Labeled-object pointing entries
▽

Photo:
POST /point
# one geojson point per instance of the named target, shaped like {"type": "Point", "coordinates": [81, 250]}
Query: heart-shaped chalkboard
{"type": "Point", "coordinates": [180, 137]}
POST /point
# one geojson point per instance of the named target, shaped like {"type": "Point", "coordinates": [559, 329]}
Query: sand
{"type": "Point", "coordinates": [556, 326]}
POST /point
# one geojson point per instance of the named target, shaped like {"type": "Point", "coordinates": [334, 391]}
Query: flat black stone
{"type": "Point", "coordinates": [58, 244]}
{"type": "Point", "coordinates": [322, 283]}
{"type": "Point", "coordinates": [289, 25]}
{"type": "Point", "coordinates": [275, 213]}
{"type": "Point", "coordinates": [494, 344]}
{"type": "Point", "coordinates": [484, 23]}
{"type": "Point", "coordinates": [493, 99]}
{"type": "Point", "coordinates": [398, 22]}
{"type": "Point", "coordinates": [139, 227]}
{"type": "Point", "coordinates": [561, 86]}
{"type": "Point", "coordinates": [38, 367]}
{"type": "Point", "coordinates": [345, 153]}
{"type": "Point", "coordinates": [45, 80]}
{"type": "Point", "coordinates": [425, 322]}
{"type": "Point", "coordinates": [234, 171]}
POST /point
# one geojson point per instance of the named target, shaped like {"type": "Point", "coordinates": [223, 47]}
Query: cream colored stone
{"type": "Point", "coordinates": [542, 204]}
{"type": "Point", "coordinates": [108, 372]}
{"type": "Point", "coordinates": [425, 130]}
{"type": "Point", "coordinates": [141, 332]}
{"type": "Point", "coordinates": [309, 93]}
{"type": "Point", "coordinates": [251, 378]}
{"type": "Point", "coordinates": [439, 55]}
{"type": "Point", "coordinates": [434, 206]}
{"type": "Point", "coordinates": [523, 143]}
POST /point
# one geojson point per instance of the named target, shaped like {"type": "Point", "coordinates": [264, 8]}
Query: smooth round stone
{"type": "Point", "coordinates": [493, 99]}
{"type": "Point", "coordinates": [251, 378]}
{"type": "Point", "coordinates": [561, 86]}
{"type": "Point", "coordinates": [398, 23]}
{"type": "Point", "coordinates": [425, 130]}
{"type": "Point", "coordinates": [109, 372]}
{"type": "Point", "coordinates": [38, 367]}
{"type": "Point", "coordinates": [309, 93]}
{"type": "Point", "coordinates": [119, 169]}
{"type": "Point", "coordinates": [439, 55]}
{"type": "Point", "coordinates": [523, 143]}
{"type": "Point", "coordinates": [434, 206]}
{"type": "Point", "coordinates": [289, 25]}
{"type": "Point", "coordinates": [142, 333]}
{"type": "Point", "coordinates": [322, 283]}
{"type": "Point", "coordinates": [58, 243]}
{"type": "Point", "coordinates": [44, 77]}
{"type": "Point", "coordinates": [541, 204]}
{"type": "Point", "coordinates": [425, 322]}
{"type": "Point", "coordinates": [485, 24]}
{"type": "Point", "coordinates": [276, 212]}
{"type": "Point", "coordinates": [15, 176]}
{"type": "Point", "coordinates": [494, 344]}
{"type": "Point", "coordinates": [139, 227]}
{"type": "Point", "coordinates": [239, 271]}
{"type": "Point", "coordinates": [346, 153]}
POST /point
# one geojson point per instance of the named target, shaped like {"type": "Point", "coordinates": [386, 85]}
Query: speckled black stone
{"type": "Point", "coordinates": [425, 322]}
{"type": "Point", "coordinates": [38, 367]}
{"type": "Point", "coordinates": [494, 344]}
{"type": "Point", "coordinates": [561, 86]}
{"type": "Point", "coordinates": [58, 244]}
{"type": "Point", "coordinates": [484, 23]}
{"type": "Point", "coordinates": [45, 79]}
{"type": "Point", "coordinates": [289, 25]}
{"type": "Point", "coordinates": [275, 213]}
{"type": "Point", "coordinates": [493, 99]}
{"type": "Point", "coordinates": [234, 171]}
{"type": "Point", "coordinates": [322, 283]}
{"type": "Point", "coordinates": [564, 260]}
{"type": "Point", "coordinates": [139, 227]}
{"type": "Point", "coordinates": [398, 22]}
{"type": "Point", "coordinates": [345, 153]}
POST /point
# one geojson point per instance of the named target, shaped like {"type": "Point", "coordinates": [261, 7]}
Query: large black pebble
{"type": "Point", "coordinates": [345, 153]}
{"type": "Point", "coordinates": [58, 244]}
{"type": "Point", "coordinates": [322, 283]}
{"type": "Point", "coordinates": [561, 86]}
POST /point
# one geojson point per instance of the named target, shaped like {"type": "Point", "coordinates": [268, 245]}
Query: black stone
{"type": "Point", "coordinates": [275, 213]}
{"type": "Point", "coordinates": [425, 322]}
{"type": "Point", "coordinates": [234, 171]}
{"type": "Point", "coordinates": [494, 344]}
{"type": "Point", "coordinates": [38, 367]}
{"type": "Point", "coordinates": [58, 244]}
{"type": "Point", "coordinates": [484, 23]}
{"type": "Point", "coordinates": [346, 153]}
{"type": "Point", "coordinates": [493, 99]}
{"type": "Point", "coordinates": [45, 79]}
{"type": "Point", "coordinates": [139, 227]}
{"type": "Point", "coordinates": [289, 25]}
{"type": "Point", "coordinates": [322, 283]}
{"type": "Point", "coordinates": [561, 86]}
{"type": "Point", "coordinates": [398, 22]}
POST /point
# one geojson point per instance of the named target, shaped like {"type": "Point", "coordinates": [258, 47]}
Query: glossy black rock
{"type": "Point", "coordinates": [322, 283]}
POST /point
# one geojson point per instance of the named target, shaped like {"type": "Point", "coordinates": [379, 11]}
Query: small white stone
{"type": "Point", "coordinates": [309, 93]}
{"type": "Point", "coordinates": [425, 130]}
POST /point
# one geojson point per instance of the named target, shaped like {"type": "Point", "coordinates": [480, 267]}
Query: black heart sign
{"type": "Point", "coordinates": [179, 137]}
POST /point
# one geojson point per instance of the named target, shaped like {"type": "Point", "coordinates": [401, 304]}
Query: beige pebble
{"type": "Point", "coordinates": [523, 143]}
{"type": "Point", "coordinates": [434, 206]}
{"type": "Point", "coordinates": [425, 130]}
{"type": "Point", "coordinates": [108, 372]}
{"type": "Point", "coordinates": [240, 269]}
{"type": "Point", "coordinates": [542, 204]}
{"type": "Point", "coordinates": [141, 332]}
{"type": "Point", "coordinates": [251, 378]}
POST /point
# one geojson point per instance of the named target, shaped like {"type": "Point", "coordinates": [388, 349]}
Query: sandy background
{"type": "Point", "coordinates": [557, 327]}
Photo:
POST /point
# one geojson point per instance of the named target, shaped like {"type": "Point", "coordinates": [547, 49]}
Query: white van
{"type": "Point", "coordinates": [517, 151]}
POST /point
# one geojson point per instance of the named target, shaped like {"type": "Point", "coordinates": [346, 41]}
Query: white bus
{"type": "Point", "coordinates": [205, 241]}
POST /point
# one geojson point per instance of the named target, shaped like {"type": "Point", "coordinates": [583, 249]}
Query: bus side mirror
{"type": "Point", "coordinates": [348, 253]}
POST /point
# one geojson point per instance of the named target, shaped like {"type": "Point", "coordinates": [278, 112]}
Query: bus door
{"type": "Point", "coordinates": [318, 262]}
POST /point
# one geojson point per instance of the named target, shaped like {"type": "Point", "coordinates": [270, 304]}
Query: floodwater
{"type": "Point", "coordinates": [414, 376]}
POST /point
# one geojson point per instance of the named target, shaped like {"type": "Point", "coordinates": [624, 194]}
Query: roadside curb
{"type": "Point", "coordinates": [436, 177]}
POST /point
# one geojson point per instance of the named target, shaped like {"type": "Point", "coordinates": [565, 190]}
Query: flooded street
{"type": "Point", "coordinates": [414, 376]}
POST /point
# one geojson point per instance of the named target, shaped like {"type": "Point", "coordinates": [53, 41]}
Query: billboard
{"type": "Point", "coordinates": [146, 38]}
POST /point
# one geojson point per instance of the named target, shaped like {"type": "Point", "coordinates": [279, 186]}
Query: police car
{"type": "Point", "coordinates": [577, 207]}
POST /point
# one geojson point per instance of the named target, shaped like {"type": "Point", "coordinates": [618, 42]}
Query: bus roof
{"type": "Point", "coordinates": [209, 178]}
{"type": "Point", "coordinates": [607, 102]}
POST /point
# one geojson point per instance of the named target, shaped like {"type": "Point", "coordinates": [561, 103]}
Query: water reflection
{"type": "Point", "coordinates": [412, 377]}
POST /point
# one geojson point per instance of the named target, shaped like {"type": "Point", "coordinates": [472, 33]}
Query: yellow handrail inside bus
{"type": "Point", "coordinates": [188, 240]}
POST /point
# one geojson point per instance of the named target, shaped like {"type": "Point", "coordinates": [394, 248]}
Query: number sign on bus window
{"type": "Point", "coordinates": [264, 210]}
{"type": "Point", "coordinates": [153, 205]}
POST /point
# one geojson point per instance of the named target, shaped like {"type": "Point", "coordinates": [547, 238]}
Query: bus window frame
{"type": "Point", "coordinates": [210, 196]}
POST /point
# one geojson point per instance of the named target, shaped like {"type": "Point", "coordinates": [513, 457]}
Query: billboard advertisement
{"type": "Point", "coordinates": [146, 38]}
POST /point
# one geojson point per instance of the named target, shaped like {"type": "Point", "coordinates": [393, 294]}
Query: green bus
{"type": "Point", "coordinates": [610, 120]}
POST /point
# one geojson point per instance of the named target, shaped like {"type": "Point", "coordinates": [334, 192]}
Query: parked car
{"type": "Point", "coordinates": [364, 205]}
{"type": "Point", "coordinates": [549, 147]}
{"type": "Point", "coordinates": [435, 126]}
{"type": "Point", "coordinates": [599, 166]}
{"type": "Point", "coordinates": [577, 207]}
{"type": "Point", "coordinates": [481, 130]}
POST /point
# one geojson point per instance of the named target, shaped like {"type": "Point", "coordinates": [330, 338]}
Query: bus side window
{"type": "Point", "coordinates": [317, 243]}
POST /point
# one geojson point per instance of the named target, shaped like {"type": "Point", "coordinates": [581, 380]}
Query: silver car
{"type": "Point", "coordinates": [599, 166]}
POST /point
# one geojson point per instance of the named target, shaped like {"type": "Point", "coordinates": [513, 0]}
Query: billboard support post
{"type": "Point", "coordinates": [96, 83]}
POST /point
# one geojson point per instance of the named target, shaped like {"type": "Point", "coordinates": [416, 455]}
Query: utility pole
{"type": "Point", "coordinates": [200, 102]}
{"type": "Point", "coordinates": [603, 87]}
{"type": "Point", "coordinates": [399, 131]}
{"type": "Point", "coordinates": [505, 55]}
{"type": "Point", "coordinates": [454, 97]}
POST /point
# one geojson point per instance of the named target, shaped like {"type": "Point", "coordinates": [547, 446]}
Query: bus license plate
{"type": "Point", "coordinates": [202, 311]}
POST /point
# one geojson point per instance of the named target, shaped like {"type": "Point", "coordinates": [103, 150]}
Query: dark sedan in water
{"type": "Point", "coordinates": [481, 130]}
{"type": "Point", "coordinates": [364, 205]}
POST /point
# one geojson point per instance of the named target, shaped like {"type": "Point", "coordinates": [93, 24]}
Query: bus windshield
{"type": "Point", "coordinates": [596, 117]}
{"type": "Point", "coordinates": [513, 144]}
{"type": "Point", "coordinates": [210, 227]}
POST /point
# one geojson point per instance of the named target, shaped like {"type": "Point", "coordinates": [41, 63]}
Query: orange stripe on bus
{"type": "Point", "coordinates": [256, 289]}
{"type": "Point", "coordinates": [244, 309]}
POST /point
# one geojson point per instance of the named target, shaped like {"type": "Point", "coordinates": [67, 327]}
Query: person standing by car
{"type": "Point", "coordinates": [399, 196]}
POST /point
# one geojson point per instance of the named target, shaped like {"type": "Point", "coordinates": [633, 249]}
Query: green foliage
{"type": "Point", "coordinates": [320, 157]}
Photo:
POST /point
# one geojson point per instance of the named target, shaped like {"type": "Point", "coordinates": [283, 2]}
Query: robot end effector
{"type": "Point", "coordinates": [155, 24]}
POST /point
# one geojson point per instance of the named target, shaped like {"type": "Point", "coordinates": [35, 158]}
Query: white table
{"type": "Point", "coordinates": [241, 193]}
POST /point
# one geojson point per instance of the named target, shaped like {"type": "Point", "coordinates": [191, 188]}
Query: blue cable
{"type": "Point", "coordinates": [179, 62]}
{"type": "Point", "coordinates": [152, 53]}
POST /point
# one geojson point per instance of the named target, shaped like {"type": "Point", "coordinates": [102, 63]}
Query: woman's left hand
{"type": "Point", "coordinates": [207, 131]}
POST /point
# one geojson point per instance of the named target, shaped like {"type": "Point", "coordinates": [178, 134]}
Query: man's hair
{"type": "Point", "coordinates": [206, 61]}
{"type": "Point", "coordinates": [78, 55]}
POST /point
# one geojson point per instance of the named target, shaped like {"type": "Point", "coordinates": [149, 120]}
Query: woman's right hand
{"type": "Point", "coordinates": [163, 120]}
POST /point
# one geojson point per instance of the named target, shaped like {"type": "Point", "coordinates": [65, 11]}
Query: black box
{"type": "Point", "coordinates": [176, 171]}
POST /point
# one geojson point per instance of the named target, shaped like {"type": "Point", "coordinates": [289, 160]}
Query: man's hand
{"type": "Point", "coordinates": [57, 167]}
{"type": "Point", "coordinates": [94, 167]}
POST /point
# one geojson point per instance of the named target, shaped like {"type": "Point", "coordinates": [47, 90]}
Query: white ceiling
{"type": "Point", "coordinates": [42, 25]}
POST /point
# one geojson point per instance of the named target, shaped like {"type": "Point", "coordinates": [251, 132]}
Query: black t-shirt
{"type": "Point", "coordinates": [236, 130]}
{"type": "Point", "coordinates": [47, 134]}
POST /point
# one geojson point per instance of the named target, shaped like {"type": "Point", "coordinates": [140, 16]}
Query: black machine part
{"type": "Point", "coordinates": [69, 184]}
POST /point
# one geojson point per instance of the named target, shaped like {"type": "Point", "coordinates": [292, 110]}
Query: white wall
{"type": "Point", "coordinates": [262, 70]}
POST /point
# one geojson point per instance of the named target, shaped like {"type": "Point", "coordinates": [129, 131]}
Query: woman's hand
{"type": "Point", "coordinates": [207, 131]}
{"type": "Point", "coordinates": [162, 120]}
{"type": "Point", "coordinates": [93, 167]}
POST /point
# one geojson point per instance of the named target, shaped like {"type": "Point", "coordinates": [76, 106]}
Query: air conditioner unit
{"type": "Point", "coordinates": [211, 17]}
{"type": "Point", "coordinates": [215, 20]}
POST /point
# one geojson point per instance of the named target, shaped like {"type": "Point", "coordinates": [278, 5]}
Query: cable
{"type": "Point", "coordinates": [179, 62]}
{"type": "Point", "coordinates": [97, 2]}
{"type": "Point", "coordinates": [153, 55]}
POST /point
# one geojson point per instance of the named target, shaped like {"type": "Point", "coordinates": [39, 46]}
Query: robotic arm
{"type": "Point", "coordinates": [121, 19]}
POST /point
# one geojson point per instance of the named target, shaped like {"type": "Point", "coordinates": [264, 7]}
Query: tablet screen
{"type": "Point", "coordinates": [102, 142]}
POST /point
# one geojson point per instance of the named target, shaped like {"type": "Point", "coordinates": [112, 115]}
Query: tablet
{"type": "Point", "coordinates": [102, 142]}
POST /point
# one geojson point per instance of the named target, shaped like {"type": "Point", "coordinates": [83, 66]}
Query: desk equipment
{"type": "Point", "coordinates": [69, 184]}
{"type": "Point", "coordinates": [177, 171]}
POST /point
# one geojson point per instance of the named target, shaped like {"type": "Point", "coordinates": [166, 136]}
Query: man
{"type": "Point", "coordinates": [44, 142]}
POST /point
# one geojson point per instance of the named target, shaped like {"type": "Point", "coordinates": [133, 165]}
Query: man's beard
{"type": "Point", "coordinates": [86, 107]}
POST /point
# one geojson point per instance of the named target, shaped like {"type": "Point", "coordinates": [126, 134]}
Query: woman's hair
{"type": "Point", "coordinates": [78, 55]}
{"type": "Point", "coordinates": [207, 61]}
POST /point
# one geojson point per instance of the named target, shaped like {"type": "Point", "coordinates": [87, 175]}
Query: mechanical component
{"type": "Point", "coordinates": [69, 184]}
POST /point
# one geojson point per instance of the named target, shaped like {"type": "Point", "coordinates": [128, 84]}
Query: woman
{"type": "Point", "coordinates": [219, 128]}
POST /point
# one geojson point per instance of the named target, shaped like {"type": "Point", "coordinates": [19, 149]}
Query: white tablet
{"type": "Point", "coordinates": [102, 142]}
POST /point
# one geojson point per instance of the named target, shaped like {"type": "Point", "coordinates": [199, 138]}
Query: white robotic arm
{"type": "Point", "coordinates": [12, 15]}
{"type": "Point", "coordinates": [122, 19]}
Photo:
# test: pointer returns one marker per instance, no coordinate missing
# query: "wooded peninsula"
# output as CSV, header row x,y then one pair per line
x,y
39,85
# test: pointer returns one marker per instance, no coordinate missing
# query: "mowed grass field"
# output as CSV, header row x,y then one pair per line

△

> _Task description_: Which lines in the material above contain the string "woman"? Extract each of them.

> _Solution to the problem_:
Query: woman's left hand
Query: woman's right hand
Query: woman's hand
Query: woman's hair
Query: woman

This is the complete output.